Convert the records below into a Markdown table with two columns, No. and Line. Put the row number under No. and the line under Line, and leave out any blank lines.

** BEGIN SUPPLIED RECORDS **

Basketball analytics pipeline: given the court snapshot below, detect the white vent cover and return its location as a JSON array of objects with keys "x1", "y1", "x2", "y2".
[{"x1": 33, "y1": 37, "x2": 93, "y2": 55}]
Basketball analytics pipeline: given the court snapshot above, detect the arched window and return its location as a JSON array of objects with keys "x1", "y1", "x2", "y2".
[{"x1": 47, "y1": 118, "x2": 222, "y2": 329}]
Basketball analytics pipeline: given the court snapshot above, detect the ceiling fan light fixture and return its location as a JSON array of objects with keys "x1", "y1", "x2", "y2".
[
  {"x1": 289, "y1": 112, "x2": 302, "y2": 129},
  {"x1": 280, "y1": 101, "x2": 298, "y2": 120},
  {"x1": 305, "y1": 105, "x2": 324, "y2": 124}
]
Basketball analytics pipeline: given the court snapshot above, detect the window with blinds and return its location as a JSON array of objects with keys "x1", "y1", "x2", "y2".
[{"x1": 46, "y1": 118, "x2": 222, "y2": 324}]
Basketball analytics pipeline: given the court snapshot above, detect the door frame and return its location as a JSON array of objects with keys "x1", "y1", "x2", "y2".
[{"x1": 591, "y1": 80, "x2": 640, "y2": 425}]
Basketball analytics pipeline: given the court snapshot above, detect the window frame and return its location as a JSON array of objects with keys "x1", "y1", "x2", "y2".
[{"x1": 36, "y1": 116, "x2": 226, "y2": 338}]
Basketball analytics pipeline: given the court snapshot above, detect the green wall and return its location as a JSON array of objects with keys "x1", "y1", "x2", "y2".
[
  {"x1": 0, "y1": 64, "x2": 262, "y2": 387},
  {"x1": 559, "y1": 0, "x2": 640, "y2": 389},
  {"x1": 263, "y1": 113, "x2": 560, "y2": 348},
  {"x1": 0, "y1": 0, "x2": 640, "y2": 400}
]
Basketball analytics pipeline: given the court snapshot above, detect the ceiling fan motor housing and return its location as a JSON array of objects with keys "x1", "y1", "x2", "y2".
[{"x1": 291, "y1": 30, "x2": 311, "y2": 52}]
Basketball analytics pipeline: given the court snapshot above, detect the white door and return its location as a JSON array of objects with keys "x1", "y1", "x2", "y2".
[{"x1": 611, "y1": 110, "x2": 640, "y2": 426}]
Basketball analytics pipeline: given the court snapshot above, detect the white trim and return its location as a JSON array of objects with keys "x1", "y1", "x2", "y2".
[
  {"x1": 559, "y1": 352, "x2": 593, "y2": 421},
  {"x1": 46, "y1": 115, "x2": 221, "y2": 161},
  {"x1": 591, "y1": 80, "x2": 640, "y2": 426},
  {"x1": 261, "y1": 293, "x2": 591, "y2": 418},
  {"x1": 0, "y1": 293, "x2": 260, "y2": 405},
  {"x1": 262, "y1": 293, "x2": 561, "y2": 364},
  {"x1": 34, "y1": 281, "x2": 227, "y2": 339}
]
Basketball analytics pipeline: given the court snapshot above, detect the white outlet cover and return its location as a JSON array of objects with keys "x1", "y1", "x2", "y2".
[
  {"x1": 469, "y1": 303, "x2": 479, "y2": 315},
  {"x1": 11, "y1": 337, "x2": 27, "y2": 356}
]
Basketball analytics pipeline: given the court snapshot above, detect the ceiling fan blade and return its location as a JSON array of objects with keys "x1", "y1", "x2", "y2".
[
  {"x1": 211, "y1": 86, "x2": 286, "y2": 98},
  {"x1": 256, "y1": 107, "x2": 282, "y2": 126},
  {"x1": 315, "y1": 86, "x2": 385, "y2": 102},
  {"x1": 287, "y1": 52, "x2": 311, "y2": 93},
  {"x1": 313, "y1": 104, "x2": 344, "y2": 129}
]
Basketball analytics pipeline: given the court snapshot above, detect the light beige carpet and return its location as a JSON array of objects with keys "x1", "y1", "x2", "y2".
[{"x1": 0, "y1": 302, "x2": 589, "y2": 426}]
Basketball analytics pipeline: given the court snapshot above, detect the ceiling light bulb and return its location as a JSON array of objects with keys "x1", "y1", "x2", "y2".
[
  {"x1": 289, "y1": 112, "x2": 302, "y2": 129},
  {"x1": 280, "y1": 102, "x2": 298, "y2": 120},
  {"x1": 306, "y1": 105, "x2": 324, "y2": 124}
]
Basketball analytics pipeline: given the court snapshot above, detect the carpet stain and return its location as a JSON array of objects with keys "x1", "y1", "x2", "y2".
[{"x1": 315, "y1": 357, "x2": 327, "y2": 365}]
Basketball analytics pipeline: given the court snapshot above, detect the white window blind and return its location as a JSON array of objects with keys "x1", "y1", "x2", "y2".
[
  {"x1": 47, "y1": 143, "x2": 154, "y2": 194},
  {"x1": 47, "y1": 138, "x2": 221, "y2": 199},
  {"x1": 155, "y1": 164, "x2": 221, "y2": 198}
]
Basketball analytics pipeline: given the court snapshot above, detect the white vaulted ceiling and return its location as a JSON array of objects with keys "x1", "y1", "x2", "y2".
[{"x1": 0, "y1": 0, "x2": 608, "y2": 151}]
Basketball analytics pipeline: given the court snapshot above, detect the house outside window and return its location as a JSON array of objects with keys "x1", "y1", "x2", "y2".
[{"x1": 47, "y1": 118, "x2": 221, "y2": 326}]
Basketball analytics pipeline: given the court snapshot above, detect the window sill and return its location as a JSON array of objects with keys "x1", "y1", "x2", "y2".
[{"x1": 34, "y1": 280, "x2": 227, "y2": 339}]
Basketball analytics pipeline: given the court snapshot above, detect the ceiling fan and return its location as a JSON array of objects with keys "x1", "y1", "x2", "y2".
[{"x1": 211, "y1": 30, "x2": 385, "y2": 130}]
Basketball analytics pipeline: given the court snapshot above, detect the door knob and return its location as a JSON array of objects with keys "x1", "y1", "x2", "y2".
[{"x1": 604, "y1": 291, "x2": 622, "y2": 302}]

** END SUPPLIED RECORDS **

▸ **EXPECTED OUTPUT**
| No. | Line |
|---|---|
| 1 | Basketball analytics pipeline: given the court snapshot below, detect the white vent cover and return its location as a JSON array of objects with keys "x1", "y1", "x2", "y2". |
| 2 | [{"x1": 33, "y1": 37, "x2": 93, "y2": 55}] |
| 3 | Basketball analytics pipeline: given the court snapshot above, detect the arched window and return its location as a JSON array of objects with keys "x1", "y1", "x2", "y2". |
| 4 | [{"x1": 47, "y1": 118, "x2": 222, "y2": 329}] |
| 5 | Basketball analytics pipeline: given the court snapshot above, detect the ceiling fan light fixture and return its location as a JSON array of objects with keys "x1", "y1", "x2", "y2". |
| 6 | [ |
| 7 |   {"x1": 289, "y1": 112, "x2": 302, "y2": 129}, |
| 8 |   {"x1": 280, "y1": 101, "x2": 298, "y2": 120}, |
| 9 |   {"x1": 305, "y1": 105, "x2": 324, "y2": 124} |
| 10 | ] |
| 11 | Basketball analytics pipeline: given the court snapshot above, detect the window with blinds and return its location as a JSON array of objects with keys "x1", "y1", "x2", "y2". |
| 12 | [{"x1": 46, "y1": 118, "x2": 222, "y2": 324}] |
| 13 | Basketball analytics pipeline: given the court snapshot above, detect the door frame and return its location as a JSON array of objects with keys "x1", "y1", "x2", "y2". |
| 14 | [{"x1": 591, "y1": 80, "x2": 640, "y2": 425}] |
| 15 | Basketball analytics pipeline: given the court snapshot above, detect the window frame and return its location as a JSON array of objects with keys "x1", "y1", "x2", "y2". |
| 16 | [{"x1": 36, "y1": 116, "x2": 226, "y2": 338}] |
| 17 | Basketball analytics pipeline: given the court snapshot above, detect the green wall and return its location as a JSON array of objects with keys "x1", "y1", "x2", "y2". |
| 18 | [ |
| 19 |   {"x1": 0, "y1": 64, "x2": 262, "y2": 387}, |
| 20 |   {"x1": 559, "y1": 0, "x2": 640, "y2": 389}, |
| 21 |   {"x1": 263, "y1": 113, "x2": 560, "y2": 348}, |
| 22 |   {"x1": 0, "y1": 0, "x2": 640, "y2": 400} |
| 23 | ] |
| 24 | Basketball analytics pipeline: given the court snapshot above, detect the ceiling fan motor housing and return its location as a JSON array of objects with keys "x1", "y1", "x2", "y2". |
| 25 | [{"x1": 291, "y1": 30, "x2": 311, "y2": 52}] |
| 26 | Basketball analytics pipeline: given the court snapshot above, detect the white door and return its location as a JSON array of objects with keys "x1", "y1", "x2", "y2". |
| 27 | [{"x1": 611, "y1": 110, "x2": 640, "y2": 426}] |
| 28 | Basketball analytics pipeline: given the court snapshot above, detect the white trim and return its location as a JSON array of objects with keys "x1", "y1", "x2", "y2". |
| 29 | [ |
| 30 |   {"x1": 559, "y1": 352, "x2": 593, "y2": 421}, |
| 31 |   {"x1": 46, "y1": 115, "x2": 221, "y2": 161}, |
| 32 |   {"x1": 591, "y1": 80, "x2": 640, "y2": 426}, |
| 33 |   {"x1": 261, "y1": 293, "x2": 591, "y2": 418}, |
| 34 |   {"x1": 0, "y1": 293, "x2": 260, "y2": 405}, |
| 35 |   {"x1": 262, "y1": 293, "x2": 561, "y2": 364}, |
| 36 |   {"x1": 34, "y1": 281, "x2": 227, "y2": 339} |
| 37 | ] |
| 38 | Basketball analytics pipeline: given the court snapshot above, detect the white outlet cover and return its location as a JSON array of objects with keys "x1", "y1", "x2", "y2". |
| 39 | [ |
| 40 |   {"x1": 469, "y1": 303, "x2": 479, "y2": 315}, |
| 41 |   {"x1": 11, "y1": 337, "x2": 27, "y2": 356} |
| 42 | ] |
| 43 | Basketball analytics pipeline: given the court snapshot above, detect the ceiling fan blade and return its location as a JSON array of objects with keys "x1", "y1", "x2", "y2". |
| 44 | [ |
| 45 |   {"x1": 211, "y1": 86, "x2": 286, "y2": 98}, |
| 46 |   {"x1": 256, "y1": 107, "x2": 282, "y2": 126}, |
| 47 |   {"x1": 315, "y1": 86, "x2": 385, "y2": 102}, |
| 48 |   {"x1": 287, "y1": 52, "x2": 311, "y2": 93}, |
| 49 |   {"x1": 313, "y1": 104, "x2": 344, "y2": 129} |
| 50 | ] |
| 51 | Basketball analytics pipeline: given the court snapshot above, detect the light beige carpet and return its location as a JSON array of objects with keys "x1", "y1", "x2", "y2". |
| 52 | [{"x1": 0, "y1": 302, "x2": 589, "y2": 426}] |
| 53 | Basketball analytics pipeline: given the court snapshot above, detect the ceiling light bulb and return its location as a JSON array of objects with keys "x1", "y1", "x2", "y2". |
| 54 | [ |
| 55 |   {"x1": 289, "y1": 112, "x2": 302, "y2": 129}, |
| 56 |   {"x1": 280, "y1": 102, "x2": 298, "y2": 120}, |
| 57 |   {"x1": 306, "y1": 105, "x2": 324, "y2": 124} |
| 58 | ] |
| 59 | Basketball analytics pipeline: given the court snapshot above, detect the carpet stain and return its location as a JSON array of objects with keys "x1", "y1", "x2", "y2". |
| 60 | [{"x1": 315, "y1": 357, "x2": 327, "y2": 365}] |
| 61 | Basketball analytics pipeline: given the court snapshot above, detect the white window blind and return its location as a JSON array of objects with keys "x1", "y1", "x2", "y2". |
| 62 | [ |
| 63 |   {"x1": 47, "y1": 143, "x2": 154, "y2": 194}, |
| 64 |   {"x1": 47, "y1": 138, "x2": 221, "y2": 199}, |
| 65 |   {"x1": 155, "y1": 164, "x2": 221, "y2": 198} |
| 66 | ] |
| 67 | Basketball analytics pipeline: given the court snapshot above, detect the white vaulted ceiling and return its location as a JSON array of objects with keys "x1", "y1", "x2", "y2". |
| 68 | [{"x1": 0, "y1": 0, "x2": 608, "y2": 151}] |
| 69 | Basketball analytics pipeline: given the court snapshot above, detect the house outside window and return its location as a JSON array of objects with keys "x1", "y1", "x2", "y2". |
| 70 | [{"x1": 47, "y1": 118, "x2": 221, "y2": 326}] |
| 71 | Basketball analytics pipeline: given the court snapshot above, detect the window sill and return its location as a JSON array of objects with keys "x1", "y1", "x2", "y2". |
| 72 | [{"x1": 34, "y1": 280, "x2": 227, "y2": 339}] |
| 73 | Basketball analytics pipeline: given the court snapshot above, detect the ceiling fan and return its location as a JSON array of objects with keys "x1", "y1", "x2", "y2". |
| 74 | [{"x1": 211, "y1": 30, "x2": 385, "y2": 130}] |
| 75 | Basketball analytics pipeline: given the court snapshot above, detect the door knob and return its location as a JSON array of objects with keys "x1", "y1", "x2", "y2". |
| 76 | [{"x1": 604, "y1": 291, "x2": 622, "y2": 302}] |